=== THE PROBLEM ===
Are you able to quote each entry exactly as written?

[Location identification entries]
'''
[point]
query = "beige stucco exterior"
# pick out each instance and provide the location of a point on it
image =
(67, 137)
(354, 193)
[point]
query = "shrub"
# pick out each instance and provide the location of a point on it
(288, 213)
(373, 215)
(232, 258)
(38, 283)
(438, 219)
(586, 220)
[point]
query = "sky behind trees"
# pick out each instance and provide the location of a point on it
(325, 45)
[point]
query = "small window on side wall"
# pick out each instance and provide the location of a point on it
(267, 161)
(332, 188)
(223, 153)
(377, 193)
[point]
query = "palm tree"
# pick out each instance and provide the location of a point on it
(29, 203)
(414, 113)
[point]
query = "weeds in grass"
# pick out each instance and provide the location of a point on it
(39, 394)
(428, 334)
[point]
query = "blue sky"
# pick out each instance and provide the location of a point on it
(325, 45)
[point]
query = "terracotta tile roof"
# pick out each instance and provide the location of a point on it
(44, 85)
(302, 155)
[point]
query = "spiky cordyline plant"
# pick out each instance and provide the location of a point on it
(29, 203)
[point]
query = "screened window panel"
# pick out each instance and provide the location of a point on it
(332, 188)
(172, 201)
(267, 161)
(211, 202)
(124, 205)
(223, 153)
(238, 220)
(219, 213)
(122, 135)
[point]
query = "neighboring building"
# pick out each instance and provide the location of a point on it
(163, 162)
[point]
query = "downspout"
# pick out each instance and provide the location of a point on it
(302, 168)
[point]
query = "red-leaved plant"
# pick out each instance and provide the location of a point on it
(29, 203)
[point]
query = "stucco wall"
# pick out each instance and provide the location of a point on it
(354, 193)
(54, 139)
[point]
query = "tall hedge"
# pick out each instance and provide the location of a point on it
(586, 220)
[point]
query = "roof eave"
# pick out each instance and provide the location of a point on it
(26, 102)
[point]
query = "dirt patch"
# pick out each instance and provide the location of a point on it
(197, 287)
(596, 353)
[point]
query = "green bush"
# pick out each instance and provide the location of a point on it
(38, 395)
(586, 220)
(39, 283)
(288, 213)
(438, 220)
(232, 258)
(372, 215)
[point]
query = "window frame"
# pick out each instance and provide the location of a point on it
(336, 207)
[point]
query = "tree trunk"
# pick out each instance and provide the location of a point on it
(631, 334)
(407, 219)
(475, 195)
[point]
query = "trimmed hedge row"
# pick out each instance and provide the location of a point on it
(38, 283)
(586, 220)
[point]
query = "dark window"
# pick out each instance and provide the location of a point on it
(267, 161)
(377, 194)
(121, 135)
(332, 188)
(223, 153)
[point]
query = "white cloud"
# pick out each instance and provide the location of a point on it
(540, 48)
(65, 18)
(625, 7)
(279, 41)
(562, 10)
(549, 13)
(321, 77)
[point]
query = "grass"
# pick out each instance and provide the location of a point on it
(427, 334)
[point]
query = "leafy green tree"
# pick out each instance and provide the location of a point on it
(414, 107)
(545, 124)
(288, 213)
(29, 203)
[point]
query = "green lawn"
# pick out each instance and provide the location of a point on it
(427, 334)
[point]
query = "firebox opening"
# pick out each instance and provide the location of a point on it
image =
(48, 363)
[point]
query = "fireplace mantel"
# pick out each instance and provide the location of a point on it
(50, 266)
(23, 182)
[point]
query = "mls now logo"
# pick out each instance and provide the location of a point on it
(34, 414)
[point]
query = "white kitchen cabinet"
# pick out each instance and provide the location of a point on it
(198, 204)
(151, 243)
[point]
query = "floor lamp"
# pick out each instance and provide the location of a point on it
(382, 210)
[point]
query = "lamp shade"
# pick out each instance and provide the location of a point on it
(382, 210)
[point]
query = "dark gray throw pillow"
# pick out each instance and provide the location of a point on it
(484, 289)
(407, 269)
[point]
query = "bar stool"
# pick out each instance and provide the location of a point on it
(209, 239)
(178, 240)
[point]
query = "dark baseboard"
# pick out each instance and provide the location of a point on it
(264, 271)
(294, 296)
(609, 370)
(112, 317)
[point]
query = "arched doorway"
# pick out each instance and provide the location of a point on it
'''
=== SOLUTION TO THIS TASK ===
[point]
query = "beige stucco exterior"
# pick out each instance and provide the location of a point on it
image =
(67, 137)
(354, 193)
[point]
query = "shrub"
# pick out each instance and provide the location of a point on it
(288, 213)
(373, 215)
(232, 258)
(38, 283)
(438, 219)
(586, 220)
[point]
query = "sky behind trees"
# pick out each instance and provide the location of a point on it
(325, 45)
[point]
query = "small window on side wall"
# pick out each instance and provide the location of a point on it
(267, 161)
(332, 188)
(223, 153)
(377, 193)
[point]
query = "palm tree"
# pick out each instance and provide the location of a point on it
(29, 203)
(414, 113)
[point]
query = "weeds in grass"
# pick out each instance and provide the location of a point on it
(39, 394)
(428, 334)
[point]
query = "blue sky"
# pick out each instance and provide the location of a point on it
(325, 45)
[point]
query = "terracotta tile roof"
# pick out each instance and provide the location of a point on it
(44, 85)
(302, 155)
[point]
query = "spiky cordyline plant"
# pick out each instance and provide the location of a point on it
(29, 203)
[point]
query = "screened window panel"
# pick out each instance and provide the location of a point on it
(332, 188)
(172, 201)
(267, 161)
(211, 202)
(124, 205)
(223, 153)
(238, 220)
(219, 213)
(122, 135)
[point]
query = "neighboring building"
# pick out each instance and provide the location of a point on it
(163, 162)
[point]
query = "downspout"
# pick out each instance and provide the location of a point on it
(302, 168)
[point]
query = "red-leaved plant"
# pick out each instance and provide the location of a point on it
(29, 203)
[point]
query = "stucco wall"
# pick out each instance and provide the location of a point on it
(354, 193)
(54, 139)
[point]
query = "tall hedge"
# pick out each instance and provide the location of a point on it
(586, 220)
[point]
query = "roof eave"
# pick out each instance and provide the location of a point on it
(26, 102)
[point]
query = "dirt patch"
# pick out each instance and provide the location of a point on it
(197, 287)
(596, 353)
[point]
query = "green bush"
# pick out each instance and provide the location of a point on it
(38, 395)
(586, 220)
(39, 283)
(288, 213)
(438, 220)
(232, 258)
(372, 215)
[point]
query = "window frame"
# pick out each instance and provide the location of a point on it
(336, 207)
[point]
query = "tree trunk"
# pick out each instance and provide the location of a point on it
(631, 334)
(407, 219)
(475, 195)
[point]
query = "trimmed hedge row"
# pick out each instance and provide the location of a point on it
(38, 283)
(586, 220)
[point]
query = "dark window"
# pick out each instance and provide the location of a point on it
(267, 161)
(377, 194)
(121, 135)
(332, 188)
(223, 153)
[point]
query = "white cloud"
# pick out each instance and provide the location of a point on it
(540, 48)
(65, 18)
(625, 7)
(279, 41)
(562, 10)
(549, 13)
(321, 77)
[point]
query = "grass"
# pick out each instance and provide the location of a point on it
(427, 334)
[point]
query = "leafy green tree"
# pick out each instance and provide the location of a point on it
(414, 107)
(545, 124)
(288, 213)
(29, 203)
[point]
query = "green lawn"
# pick out each instance and provide the location of a point on it
(427, 334)
[point]
query = "firebox opening"
# pick out each instance and provide the location of a point on it
image =
(48, 363)
[point]
query = "fireplace mantel"
# pick out each instance and provide the location of a point on it
(50, 266)
(23, 182)
[point]
query = "mls now logo"
# pick out each instance and provide the location of a point on it
(34, 414)
[point]
query = "white kitchen cabinet"
# pick out each instance and provide the location of a point on it
(198, 204)
(151, 243)
[point]
query = "floor lamp"
# pick out each instance and provide the location of a point on it
(382, 210)
[point]
query = "lamp shade"
# pick out each instance and provide the location of a point on it
(382, 210)
[point]
query = "dark gray throw pillow"
# pick out each instance and provide the location of a point on it
(484, 289)
(407, 269)
[point]
query = "bar stool"
# pick out each instance and provide the location of a point on it
(209, 239)
(178, 240)
[point]
query = "dark baseboard"
# pick out each instance and provide the location of a point on it
(264, 271)
(294, 296)
(609, 370)
(112, 317)
[point]
query = "arched doorway"
# pick out each instance and provide the location of a point on it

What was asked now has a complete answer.